Task instructions:
Return every line of the entries below that contains the string "house".
··· Material shown ···
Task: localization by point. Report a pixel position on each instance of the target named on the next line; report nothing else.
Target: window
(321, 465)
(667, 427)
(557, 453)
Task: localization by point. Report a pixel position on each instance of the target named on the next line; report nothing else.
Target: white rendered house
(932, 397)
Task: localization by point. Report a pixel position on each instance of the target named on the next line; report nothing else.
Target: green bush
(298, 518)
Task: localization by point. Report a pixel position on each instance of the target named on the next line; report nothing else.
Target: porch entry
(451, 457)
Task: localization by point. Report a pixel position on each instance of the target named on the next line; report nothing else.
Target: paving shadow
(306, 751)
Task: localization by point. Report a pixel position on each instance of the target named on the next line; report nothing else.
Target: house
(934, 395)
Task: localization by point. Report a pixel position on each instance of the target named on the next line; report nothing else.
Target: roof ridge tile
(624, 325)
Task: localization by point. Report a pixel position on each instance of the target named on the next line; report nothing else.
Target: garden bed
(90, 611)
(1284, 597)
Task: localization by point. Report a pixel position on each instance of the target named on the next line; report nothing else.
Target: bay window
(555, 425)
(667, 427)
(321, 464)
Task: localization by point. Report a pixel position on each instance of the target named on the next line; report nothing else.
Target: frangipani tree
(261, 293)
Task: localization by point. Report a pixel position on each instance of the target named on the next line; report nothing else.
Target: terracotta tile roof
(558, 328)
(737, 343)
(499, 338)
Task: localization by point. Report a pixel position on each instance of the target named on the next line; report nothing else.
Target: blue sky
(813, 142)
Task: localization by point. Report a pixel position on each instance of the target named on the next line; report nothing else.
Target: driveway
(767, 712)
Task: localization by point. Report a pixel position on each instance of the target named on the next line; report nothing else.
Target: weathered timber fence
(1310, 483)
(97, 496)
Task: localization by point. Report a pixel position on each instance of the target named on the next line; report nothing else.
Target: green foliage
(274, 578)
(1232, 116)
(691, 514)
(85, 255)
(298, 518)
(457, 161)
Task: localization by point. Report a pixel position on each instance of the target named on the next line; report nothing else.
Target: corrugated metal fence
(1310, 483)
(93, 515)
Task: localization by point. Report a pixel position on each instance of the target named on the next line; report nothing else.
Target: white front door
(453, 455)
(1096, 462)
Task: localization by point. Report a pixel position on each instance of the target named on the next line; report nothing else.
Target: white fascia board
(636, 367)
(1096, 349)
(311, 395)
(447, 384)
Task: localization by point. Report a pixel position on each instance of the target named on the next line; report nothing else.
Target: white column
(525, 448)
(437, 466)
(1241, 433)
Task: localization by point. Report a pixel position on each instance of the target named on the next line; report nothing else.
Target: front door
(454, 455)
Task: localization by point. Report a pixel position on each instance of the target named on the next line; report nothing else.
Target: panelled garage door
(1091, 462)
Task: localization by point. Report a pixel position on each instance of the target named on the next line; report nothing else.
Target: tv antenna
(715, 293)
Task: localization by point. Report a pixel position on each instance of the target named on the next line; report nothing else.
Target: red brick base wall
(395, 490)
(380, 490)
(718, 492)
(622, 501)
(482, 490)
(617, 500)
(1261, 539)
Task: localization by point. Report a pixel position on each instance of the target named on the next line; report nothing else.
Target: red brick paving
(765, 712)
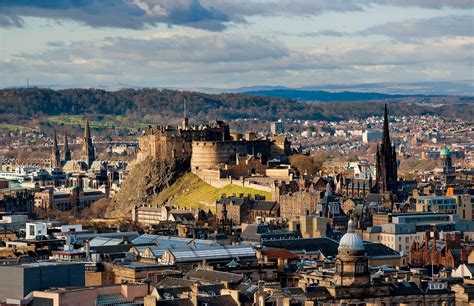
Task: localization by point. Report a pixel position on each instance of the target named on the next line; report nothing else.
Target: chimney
(87, 249)
(194, 293)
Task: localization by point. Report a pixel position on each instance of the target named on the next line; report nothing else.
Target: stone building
(439, 249)
(88, 150)
(209, 154)
(386, 176)
(55, 154)
(300, 203)
(168, 142)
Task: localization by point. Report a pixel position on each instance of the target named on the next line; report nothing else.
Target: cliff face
(146, 179)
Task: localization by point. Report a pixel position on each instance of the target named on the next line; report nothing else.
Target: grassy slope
(190, 191)
(107, 123)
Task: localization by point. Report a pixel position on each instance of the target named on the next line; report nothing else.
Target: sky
(234, 43)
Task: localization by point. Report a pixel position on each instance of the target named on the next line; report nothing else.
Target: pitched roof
(217, 300)
(214, 276)
(377, 249)
(326, 246)
(278, 253)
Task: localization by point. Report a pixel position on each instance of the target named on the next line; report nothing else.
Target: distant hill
(325, 96)
(164, 106)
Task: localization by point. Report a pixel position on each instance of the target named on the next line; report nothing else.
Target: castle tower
(66, 151)
(448, 172)
(352, 265)
(185, 122)
(55, 154)
(88, 152)
(386, 180)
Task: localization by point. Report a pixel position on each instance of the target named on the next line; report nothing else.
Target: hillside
(325, 96)
(166, 106)
(146, 180)
(190, 191)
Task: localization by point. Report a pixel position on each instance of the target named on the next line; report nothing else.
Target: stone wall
(209, 154)
(297, 204)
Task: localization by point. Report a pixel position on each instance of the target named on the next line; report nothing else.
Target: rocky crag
(146, 180)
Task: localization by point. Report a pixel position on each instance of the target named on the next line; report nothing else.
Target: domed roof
(351, 241)
(445, 152)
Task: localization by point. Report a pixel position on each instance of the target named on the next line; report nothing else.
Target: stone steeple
(55, 154)
(386, 162)
(88, 152)
(66, 151)
(185, 122)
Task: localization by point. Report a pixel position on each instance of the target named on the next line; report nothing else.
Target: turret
(88, 152)
(55, 154)
(66, 151)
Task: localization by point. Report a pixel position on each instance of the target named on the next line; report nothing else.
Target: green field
(191, 191)
(14, 127)
(107, 122)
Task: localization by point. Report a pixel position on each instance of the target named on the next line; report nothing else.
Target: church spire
(386, 134)
(55, 154)
(185, 122)
(67, 151)
(386, 159)
(87, 130)
(88, 152)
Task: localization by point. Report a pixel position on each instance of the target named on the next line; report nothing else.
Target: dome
(351, 241)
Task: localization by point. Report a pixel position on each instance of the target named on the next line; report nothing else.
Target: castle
(65, 161)
(212, 147)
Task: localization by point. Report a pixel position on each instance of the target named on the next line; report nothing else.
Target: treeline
(153, 105)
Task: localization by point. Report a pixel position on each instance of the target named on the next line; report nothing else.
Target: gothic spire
(87, 131)
(386, 135)
(67, 151)
(55, 155)
(88, 151)
(185, 122)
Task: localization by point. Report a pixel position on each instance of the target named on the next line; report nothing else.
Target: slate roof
(174, 302)
(377, 249)
(214, 276)
(264, 206)
(173, 282)
(317, 293)
(278, 253)
(218, 300)
(405, 288)
(326, 246)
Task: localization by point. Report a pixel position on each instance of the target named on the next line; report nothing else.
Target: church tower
(66, 151)
(185, 122)
(88, 152)
(352, 264)
(55, 155)
(386, 180)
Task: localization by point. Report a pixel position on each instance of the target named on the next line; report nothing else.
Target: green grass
(108, 122)
(14, 127)
(191, 191)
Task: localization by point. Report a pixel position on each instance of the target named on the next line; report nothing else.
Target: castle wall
(209, 154)
(163, 147)
(297, 204)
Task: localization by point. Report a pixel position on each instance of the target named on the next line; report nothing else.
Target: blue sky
(232, 43)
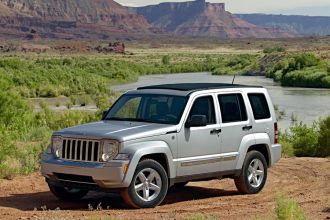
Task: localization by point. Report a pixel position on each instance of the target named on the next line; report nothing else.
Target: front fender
(138, 150)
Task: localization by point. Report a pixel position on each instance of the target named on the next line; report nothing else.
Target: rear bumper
(102, 175)
(276, 152)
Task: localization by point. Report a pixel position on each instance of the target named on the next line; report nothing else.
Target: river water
(304, 103)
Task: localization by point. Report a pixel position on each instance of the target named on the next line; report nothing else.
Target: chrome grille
(80, 150)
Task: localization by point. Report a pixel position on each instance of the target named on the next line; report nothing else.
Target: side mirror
(104, 114)
(196, 121)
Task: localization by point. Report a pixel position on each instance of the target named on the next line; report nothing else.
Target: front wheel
(253, 175)
(148, 187)
(67, 194)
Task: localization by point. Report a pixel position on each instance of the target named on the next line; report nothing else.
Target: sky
(302, 7)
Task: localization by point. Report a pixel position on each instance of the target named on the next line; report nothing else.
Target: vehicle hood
(119, 130)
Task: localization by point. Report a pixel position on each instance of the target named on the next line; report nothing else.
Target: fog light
(57, 153)
(122, 157)
(105, 157)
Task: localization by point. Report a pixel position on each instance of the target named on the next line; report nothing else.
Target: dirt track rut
(306, 180)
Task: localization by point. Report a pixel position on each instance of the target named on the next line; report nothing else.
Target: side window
(259, 106)
(232, 108)
(204, 106)
(130, 108)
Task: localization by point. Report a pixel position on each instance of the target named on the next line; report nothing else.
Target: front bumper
(276, 153)
(109, 175)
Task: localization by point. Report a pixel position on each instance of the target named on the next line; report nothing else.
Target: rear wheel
(148, 187)
(253, 175)
(67, 194)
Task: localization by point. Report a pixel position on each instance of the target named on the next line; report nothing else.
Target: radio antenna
(233, 80)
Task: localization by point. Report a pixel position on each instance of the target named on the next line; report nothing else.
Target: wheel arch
(156, 150)
(259, 142)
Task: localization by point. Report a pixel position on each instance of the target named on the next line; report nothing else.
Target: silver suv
(164, 136)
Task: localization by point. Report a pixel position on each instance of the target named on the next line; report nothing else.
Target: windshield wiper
···
Problem solution:
Target: white rendered house
Target: house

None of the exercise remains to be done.